Excerpt -
Displaying the results of system command

I have a couple of System Commands that I have added in config.yaml. They work but I would like it if the feedback I see when I run them manually was something displayed in OctoPrint. Is it possible to for these results to be displayed in a pop-up after the command is run? Or is it possible to run a System Command from the Control tab? It looked like it was gcode only.
I am not looking for someone to program it for me. I can do that. I just have been reading the current documentation and have not found something that says it is doable.

thanks in advance,
James

I often use the Gcode Systems Commands plugin to create pseudo-GCODEs which then run command line programs or scripts. It's easy then to add custom buttons on the Control tab.

The M117 command as combined with one of the M117 popup plugins in theory is the way to be notified of the result. You'd need something to inject that, though.

The Gcode Systems Commands plugin appears to use this technique behind-the-scenes:

r = os.system(cmd_line)

This won't return the output to anywhere, just the integer return code.

If you're a coder, you might consider forking that plugin and adjusting it for your own needs.

Alternately, you could create individual bash scripts which log the output somewhere. And then you'd need some method of displaying that log.

Thank You! for the suggestion. I will look into it. "Gcode Systems Commands" plugin? I never seen saw that one. Actually, I probably saw that it was gcode related and skipped it.

I do have another concern with using the Controls tab. One of the things I am looking at doing is controlling the power to the Printer. It has to be off before I can do some of the other system commands I need to do. I know I can control that. But if the printer is off that means the controls tab is off and that means that I can't do what I need to do in the controls tab. I am hesitant about putting together my own tab but it looks like that is where I might be going.

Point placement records

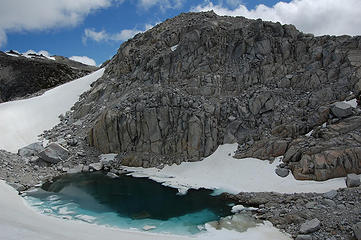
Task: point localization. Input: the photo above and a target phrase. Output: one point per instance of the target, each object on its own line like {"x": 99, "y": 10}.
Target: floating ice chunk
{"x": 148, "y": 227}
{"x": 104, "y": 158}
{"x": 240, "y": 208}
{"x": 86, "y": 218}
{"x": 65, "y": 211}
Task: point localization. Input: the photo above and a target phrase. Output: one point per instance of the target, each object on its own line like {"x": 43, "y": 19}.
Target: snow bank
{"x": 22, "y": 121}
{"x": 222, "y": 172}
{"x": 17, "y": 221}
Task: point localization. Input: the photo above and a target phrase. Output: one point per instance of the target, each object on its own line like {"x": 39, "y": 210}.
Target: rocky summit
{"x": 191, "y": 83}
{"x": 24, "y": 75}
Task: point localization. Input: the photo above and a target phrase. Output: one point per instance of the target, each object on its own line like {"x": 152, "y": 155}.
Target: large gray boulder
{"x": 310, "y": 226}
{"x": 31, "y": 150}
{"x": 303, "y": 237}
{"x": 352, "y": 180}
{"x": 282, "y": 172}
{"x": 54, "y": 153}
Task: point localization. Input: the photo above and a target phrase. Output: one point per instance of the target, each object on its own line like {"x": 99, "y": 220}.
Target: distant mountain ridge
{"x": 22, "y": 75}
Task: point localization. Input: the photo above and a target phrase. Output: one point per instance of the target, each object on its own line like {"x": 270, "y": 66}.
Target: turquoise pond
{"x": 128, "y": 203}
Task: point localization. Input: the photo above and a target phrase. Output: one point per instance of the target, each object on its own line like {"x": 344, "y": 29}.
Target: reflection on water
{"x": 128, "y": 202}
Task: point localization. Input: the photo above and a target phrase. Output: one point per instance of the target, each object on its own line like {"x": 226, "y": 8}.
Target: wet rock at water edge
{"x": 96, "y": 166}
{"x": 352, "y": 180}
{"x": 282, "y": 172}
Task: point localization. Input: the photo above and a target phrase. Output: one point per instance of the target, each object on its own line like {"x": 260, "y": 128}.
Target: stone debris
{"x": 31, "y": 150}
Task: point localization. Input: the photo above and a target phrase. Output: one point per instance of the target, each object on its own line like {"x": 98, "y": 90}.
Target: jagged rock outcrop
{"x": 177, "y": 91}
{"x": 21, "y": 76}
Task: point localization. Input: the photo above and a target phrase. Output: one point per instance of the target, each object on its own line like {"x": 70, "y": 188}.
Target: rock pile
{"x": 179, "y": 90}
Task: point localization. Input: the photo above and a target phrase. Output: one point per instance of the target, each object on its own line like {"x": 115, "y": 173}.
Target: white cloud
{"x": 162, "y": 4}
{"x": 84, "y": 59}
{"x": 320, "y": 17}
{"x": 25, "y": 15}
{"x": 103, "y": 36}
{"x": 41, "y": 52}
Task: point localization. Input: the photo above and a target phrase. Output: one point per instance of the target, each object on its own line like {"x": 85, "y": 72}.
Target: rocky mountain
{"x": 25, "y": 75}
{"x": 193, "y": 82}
* * *
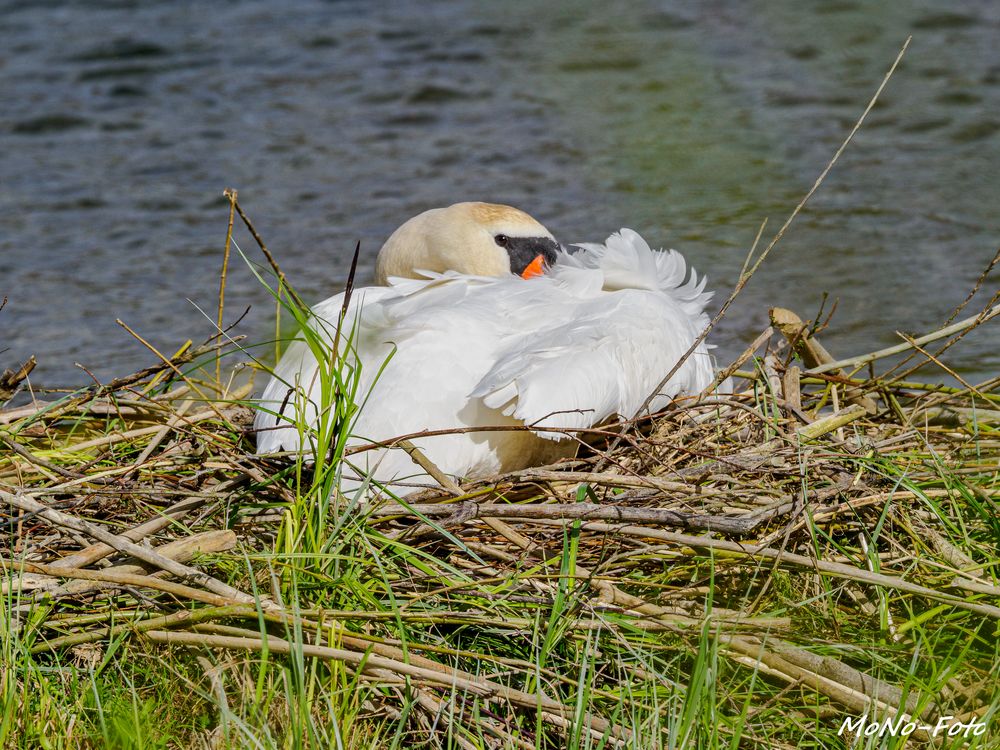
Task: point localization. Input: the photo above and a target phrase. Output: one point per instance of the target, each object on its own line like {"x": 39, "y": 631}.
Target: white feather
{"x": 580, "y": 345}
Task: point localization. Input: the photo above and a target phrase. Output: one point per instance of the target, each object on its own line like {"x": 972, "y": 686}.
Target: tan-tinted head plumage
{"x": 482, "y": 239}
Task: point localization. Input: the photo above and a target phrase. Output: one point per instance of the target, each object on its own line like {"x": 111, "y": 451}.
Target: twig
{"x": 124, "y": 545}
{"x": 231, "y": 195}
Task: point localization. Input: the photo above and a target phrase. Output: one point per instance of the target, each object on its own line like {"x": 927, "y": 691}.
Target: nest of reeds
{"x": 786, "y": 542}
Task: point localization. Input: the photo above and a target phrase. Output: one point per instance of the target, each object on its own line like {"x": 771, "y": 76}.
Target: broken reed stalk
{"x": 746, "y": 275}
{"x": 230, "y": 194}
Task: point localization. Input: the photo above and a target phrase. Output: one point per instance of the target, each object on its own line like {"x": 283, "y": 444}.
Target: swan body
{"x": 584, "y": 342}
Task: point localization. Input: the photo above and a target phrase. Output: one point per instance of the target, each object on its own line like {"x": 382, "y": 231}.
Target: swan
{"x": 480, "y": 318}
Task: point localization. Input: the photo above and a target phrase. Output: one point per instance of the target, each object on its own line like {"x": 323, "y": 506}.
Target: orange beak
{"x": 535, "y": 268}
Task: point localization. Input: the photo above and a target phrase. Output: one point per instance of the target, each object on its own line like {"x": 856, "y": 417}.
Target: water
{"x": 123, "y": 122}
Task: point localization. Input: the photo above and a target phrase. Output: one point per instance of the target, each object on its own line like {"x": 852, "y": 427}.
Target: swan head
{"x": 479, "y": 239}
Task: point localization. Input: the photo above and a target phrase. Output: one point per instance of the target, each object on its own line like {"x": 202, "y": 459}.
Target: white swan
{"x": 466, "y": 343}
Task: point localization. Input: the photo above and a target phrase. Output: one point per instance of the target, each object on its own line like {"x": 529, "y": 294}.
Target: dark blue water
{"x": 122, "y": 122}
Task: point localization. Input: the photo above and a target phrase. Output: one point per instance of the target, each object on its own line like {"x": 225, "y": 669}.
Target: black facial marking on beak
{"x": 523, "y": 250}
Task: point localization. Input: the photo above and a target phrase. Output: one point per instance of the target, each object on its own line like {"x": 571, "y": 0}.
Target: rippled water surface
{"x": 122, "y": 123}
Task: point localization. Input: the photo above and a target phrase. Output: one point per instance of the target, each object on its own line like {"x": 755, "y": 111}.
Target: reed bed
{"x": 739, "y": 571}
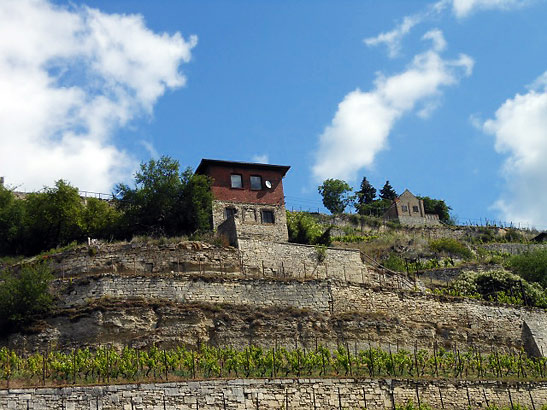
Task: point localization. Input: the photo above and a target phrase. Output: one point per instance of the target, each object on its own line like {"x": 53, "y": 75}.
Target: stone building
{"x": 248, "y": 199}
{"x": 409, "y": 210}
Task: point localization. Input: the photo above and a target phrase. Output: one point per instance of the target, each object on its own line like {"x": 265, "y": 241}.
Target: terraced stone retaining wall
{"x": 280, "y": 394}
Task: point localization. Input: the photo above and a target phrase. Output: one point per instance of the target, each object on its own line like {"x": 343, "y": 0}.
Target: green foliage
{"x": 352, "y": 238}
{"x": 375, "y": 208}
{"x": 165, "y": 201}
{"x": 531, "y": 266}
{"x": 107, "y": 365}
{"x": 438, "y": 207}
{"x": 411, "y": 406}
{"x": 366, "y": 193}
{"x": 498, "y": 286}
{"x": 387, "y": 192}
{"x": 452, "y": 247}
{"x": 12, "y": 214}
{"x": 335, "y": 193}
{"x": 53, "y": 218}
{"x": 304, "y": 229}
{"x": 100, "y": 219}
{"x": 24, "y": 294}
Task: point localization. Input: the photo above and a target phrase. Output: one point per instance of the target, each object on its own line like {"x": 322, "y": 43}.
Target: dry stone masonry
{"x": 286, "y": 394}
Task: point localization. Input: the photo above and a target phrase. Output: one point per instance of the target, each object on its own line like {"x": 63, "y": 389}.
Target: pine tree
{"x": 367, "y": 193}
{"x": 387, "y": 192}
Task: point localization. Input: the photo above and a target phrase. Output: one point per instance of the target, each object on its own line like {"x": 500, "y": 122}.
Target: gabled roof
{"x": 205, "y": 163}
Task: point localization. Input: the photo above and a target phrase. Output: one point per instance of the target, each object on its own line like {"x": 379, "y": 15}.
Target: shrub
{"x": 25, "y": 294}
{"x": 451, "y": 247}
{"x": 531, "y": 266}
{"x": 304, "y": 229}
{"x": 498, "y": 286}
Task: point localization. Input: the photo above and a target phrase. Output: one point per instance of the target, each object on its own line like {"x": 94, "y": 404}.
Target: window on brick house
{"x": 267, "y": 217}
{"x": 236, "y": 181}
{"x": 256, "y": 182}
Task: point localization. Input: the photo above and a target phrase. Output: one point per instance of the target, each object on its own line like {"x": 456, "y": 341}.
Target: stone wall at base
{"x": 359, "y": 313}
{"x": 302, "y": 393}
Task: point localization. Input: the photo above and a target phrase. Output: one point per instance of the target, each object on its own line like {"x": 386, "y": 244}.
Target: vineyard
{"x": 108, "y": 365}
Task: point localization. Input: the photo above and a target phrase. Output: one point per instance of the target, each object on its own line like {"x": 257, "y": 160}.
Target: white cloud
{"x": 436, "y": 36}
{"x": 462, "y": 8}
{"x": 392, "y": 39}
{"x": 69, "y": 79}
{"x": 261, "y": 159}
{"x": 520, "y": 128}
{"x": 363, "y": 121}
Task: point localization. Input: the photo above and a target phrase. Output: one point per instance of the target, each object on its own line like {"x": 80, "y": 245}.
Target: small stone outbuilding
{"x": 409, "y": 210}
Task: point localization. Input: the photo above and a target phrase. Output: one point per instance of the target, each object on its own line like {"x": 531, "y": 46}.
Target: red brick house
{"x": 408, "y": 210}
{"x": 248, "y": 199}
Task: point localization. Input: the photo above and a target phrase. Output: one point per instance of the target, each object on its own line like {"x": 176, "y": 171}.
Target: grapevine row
--
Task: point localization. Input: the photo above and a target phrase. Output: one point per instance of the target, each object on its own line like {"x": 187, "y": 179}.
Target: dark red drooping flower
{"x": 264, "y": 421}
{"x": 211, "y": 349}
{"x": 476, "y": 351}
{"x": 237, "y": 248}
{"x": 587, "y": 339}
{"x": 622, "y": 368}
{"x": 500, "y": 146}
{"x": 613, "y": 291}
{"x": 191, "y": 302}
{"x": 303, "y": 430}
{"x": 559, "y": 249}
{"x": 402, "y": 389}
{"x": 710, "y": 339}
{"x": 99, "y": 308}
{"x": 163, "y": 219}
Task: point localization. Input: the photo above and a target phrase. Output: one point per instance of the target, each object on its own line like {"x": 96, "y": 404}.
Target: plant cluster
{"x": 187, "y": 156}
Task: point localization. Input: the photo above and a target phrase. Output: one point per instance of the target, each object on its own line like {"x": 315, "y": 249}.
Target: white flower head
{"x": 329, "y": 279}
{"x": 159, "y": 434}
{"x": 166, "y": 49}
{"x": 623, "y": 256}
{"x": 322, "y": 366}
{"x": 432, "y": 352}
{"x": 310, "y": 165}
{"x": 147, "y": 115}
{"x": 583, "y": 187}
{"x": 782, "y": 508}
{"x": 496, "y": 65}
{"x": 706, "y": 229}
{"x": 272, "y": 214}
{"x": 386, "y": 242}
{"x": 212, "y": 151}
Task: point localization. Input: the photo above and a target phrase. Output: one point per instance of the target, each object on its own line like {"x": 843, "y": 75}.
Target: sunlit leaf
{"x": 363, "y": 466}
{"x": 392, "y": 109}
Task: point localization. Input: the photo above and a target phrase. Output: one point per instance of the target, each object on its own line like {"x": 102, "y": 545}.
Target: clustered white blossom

What you need to do -
#1 Locate every line in the records that contains the word "mountain" and copy each one, treating uppercase and lowercase as different.
#2 Go on with the forum thread about displaying system command results in OctoPrint, starting right after its last sentence.
The forum thread and the records have nothing to do with each other.

Outputs -
#1
Target: distant mountain ridge
Target: rocky mountain

#2
Thanks Again,
James

Ugh, is it? The Control tab on mine displays regardless of the state of the printer controller itself.

All the controls on my control tab are disabled right now. When I connect to the printer they become active. I would guess that's because they are all gcode related and without a connection to the printer they normally have a printer to work on. Maybe there is a way to toggle them on and off or better yet, toggle some of them on or off. I really want my controls only to work when the printer is off.

I should note the sliders are "active" but the rest is disabled.

Add a custom control and see if that's also the case.

Working on that right now. Thanks again.

If it doesn't allow that, then you're back to the System menu.

WOW, adding those controls was SO easy.
But they are disabled. Now I get to look for some way to enable them when the printer isn't connected.

Using "enabled: true" worked to enable the controls.
But the command line i use with parameters doesn't work. I need to put my command and parameters into a script and use that. But this is looking good.

If your script requires sudo then you'll need to permission the pi user's ability to do password-less sudo using a file in /etc/sudoers.d.

thanks - I already set that up. Actually, I bricked one SD card the other day by messing up the parameters of the sudoers.d file. Fortunately, I had just backed it up so it was just some time lost.

Well, the controls that start the scripts aren't working. They are enabled but since they launch Gcodes I don't think they will work except when the printer is connected. Since it's not, the terminal window is all disabled (in my setup) and that leads me to think nothing is being sent. Back to the system menu. But it was nice learning about the Controls window and if I need to set up something else with it - I should be able to.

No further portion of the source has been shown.